(Pointing dataset rows)
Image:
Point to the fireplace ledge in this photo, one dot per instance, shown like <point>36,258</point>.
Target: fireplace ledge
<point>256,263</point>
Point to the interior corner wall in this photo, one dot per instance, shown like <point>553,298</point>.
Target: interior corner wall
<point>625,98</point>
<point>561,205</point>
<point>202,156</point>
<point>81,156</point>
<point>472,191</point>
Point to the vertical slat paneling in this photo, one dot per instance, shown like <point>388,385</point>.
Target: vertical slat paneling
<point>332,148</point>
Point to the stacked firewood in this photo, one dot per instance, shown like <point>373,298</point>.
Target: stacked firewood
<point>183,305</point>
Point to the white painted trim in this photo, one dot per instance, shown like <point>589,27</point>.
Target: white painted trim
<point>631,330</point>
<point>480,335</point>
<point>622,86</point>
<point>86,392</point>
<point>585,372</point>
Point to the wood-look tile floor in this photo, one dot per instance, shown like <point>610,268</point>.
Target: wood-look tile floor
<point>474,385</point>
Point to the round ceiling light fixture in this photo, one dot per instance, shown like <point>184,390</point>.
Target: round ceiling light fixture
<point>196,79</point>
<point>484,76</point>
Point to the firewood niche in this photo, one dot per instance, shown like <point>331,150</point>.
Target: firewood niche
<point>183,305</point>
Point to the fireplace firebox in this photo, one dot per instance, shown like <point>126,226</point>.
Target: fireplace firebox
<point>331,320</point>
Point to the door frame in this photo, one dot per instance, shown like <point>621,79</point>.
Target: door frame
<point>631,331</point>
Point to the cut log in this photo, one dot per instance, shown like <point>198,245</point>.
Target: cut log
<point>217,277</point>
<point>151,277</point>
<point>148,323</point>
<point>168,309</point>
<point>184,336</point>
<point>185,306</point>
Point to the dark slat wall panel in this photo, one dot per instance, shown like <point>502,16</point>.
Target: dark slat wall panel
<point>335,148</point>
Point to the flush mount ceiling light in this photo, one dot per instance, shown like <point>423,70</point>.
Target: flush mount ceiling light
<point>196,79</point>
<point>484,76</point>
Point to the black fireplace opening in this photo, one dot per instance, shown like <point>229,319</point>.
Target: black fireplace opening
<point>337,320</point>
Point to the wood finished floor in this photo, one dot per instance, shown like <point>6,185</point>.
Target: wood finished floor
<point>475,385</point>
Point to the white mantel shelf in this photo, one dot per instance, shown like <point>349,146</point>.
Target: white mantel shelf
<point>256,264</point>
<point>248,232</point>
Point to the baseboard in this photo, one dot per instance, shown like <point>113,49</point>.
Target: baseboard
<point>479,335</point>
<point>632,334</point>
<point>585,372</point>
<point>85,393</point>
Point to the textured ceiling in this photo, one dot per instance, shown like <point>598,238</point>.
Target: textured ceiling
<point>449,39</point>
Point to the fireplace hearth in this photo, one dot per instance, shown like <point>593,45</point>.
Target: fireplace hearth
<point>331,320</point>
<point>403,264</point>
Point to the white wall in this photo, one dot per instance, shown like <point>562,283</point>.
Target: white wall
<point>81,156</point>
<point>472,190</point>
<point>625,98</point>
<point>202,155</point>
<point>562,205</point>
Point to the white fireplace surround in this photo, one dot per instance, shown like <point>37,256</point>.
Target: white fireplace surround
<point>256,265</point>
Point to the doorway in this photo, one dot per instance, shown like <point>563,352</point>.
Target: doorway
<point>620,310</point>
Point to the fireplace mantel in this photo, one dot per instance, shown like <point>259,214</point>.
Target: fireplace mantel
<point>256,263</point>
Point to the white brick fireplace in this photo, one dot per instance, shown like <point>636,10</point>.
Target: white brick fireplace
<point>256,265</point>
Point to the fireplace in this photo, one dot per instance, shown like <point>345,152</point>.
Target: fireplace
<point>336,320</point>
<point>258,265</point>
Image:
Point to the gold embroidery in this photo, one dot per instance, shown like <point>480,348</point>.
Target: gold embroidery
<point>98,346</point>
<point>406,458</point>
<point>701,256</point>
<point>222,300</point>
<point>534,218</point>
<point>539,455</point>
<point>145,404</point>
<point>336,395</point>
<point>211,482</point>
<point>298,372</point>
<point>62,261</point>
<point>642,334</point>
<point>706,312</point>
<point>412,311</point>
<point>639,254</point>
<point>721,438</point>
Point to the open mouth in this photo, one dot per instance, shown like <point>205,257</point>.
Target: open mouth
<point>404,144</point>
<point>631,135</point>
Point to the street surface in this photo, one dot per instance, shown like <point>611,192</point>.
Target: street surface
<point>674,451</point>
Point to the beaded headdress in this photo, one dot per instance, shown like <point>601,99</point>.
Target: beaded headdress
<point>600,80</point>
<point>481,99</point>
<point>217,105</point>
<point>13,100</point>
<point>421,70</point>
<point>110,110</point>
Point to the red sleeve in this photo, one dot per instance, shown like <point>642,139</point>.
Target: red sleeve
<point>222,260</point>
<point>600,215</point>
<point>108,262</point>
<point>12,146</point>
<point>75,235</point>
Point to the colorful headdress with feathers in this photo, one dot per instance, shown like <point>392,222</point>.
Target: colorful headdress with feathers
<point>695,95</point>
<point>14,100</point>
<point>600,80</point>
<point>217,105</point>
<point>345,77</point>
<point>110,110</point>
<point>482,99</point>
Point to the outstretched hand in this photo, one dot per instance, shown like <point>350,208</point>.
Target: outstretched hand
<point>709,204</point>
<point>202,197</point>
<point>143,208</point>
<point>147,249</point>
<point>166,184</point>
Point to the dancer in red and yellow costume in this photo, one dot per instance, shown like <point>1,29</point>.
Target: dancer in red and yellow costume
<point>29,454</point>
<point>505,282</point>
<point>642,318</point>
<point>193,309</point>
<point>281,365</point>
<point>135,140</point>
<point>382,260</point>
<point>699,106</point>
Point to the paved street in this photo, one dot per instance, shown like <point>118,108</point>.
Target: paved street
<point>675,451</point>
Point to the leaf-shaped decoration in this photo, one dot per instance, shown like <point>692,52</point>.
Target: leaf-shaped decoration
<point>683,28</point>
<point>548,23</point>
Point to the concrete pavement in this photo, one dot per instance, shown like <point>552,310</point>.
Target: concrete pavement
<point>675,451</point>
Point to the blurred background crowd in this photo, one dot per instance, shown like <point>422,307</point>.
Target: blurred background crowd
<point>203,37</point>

## [Problem]
Convert all the rows above into a JSON list of strings, one string per line, leaving out blank lines.

## [Finished task]
[
  "Image:",
  "Point to the fireplace ledge in this photo, one dot per instance, shown like <point>36,258</point>.",
  "Target: fireplace ledge",
  "<point>256,263</point>",
  "Point to the interior corner wall in this photo, one dot per instance, shown like <point>553,298</point>.",
  "Target: interior corner wall",
  "<point>625,98</point>",
  "<point>561,205</point>",
  "<point>202,156</point>",
  "<point>81,156</point>",
  "<point>472,191</point>",
  "Point to the vertical slat paneling in this photo, one dot per instance, shown like <point>388,385</point>.",
  "Target: vertical slat paneling",
  "<point>332,148</point>",
  "Point to the stacked firewood in this photo, one dot per instance, shown like <point>373,298</point>.",
  "Target: stacked firewood",
  "<point>183,305</point>",
  "Point to the white painted trim in this photo, one dot per instance, shown like <point>589,27</point>.",
  "Target: white painted trim",
  "<point>631,330</point>",
  "<point>480,335</point>",
  "<point>622,86</point>",
  "<point>86,392</point>",
  "<point>585,372</point>",
  "Point to the wood-look tile floor in this photo, one dot per instance, shown like <point>610,268</point>.",
  "Target: wood-look tile floor",
  "<point>474,385</point>",
  "Point to the round ceiling light fixture in this photo, one dot per instance, shown like <point>184,390</point>.",
  "Target: round ceiling light fixture",
  "<point>196,79</point>",
  "<point>484,76</point>",
  "Point to the firewood niche in this photo, one dot per instance, shown like <point>331,150</point>.",
  "Target: firewood niche",
  "<point>183,305</point>",
  "Point to the fireplace firebox in this photo, one dot per instance, shown like <point>126,226</point>.",
  "Target: fireplace firebox",
  "<point>331,320</point>",
  "Point to the door frame in this photo, one dot per instance, shown like <point>621,79</point>.",
  "Target: door frame",
  "<point>631,331</point>",
  "Point to the cut log in this photo, one dot per instance, shown like <point>198,245</point>.",
  "Target: cut log",
  "<point>217,277</point>",
  "<point>151,277</point>",
  "<point>148,323</point>",
  "<point>168,309</point>",
  "<point>184,336</point>",
  "<point>185,306</point>",
  "Point to the dark slat wall panel in this photo, one dot per instance, shown like <point>502,16</point>.",
  "Target: dark slat wall panel",
  "<point>335,148</point>",
  "Point to the flush mount ceiling light in this photo, one dot per instance, shown like <point>423,70</point>.",
  "Target: flush mount ceiling light",
  "<point>196,79</point>",
  "<point>484,76</point>",
  "Point to the black fireplace opening in this photo, one dot per instance, shown like <point>229,319</point>.",
  "Target: black fireplace opening",
  "<point>337,320</point>",
  "Point to the wood finished floor in this photo, one dot per instance, shown like <point>6,185</point>.",
  "Target: wood finished floor",
  "<point>475,385</point>",
  "Point to the white mantel shelf in this photo, one dot per instance, shown like <point>349,146</point>.",
  "Target: white mantel shelf",
  "<point>256,264</point>",
  "<point>248,232</point>",
  "Point to the baseboard in this photo, one dot per instance, shown like <point>113,49</point>.",
  "Target: baseboard",
  "<point>479,335</point>",
  "<point>632,334</point>",
  "<point>585,372</point>",
  "<point>85,393</point>",
  "Point to the textured ceiling in this photo, one dot per instance, shown like <point>598,238</point>.",
  "Target: textured ceiling",
  "<point>449,39</point>",
  "Point to the fireplace hearth in this photo, one dot per instance, shown like <point>593,45</point>.",
  "Target: fireplace hearth",
  "<point>331,320</point>",
  "<point>403,264</point>",
  "Point to the white wall in this photo, one dot per instance, shown like <point>562,283</point>.",
  "Target: white wall",
  "<point>81,156</point>",
  "<point>472,190</point>",
  "<point>625,98</point>",
  "<point>202,155</point>",
  "<point>562,205</point>",
  "Point to the white fireplace surround in this photo, one dot per instance, shown like <point>37,256</point>.",
  "Target: white fireplace surround",
  "<point>256,265</point>",
  "Point to the doorway in this photo, one dot per instance, shown like <point>563,352</point>.",
  "Target: doorway",
  "<point>620,310</point>",
  "Point to the fireplace mantel in this photo, one dot per instance, shown like <point>259,214</point>.",
  "Target: fireplace mantel",
  "<point>256,263</point>",
  "Point to the white brick fireplace in this photo, one dot per instance, shown like <point>636,10</point>.",
  "Target: white brick fireplace",
  "<point>256,265</point>",
  "Point to the fireplace in this photo, one dot per instance, shown like <point>345,152</point>.",
  "Target: fireplace",
  "<point>336,320</point>",
  "<point>258,265</point>",
  "Image:",
  "Point to the gold embroidery in this photo, one dot per instance, shown like <point>480,348</point>.",
  "Target: gold embroidery",
  "<point>98,346</point>",
  "<point>406,458</point>",
  "<point>701,256</point>",
  "<point>222,300</point>",
  "<point>534,218</point>",
  "<point>539,455</point>",
  "<point>145,404</point>",
  "<point>336,395</point>",
  "<point>211,482</point>",
  "<point>298,372</point>",
  "<point>62,261</point>",
  "<point>642,334</point>",
  "<point>706,312</point>",
  "<point>412,311</point>",
  "<point>639,254</point>",
  "<point>721,438</point>",
  "Point to the open mouth in this photo, one dot per instance, shown like <point>205,257</point>.",
  "Target: open mouth",
  "<point>404,144</point>",
  "<point>631,135</point>",
  "Point to the street surface in this photo, one dot per instance, shown like <point>611,192</point>.",
  "Target: street surface",
  "<point>674,451</point>",
  "Point to the beaded headdress in this photo, one dot per instance, shown like <point>601,99</point>.",
  "Target: beaded headdress",
  "<point>600,80</point>",
  "<point>481,99</point>",
  "<point>217,105</point>",
  "<point>13,100</point>",
  "<point>421,70</point>",
  "<point>110,110</point>",
  "Point to the red sleeve in this photo, one dot per instance, shown like <point>642,139</point>.",
  "Target: red sleeve",
  "<point>222,260</point>",
  "<point>600,215</point>",
  "<point>108,262</point>",
  "<point>12,146</point>",
  "<point>75,235</point>",
  "Point to the colorful headdress with feathers in this photo, one dot per instance, shown like <point>392,222</point>.",
  "Target: colorful headdress with feathers",
  "<point>695,95</point>",
  "<point>14,100</point>",
  "<point>600,80</point>",
  "<point>217,105</point>",
  "<point>345,77</point>",
  "<point>110,110</point>",
  "<point>482,99</point>",
  "Point to the outstretched hand in this photo, one dot per instance, shown like <point>350,208</point>.",
  "Target: outstretched hand",
  "<point>709,204</point>",
  "<point>202,197</point>",
  "<point>143,208</point>",
  "<point>147,249</point>",
  "<point>166,184</point>",
  "Point to the dancer in red and yellow costume in this photo, one dot per instance, shown like <point>1,29</point>.",
  "Target: dancer in red and yellow costume",
  "<point>29,454</point>",
  "<point>505,282</point>",
  "<point>642,318</point>",
  "<point>193,309</point>",
  "<point>281,365</point>",
  "<point>135,140</point>",
  "<point>382,260</point>",
  "<point>699,106</point>",
  "Point to the paved street in this photo, one dot per instance, shown like <point>118,108</point>.",
  "Target: paved street",
  "<point>675,451</point>",
  "Point to the leaf-shaped decoration in this photo, one dot per instance, shown like <point>692,52</point>.",
  "Target: leaf-shaped decoration",
  "<point>683,28</point>",
  "<point>548,23</point>",
  "Point to the concrete pavement in this photo, one dot per instance, shown like <point>552,310</point>.",
  "Target: concrete pavement",
  "<point>675,451</point>",
  "Point to the blurred background crowd in this photo, one dot per instance, shown like <point>422,307</point>.",
  "Target: blurred background crowd",
  "<point>203,37</point>"
]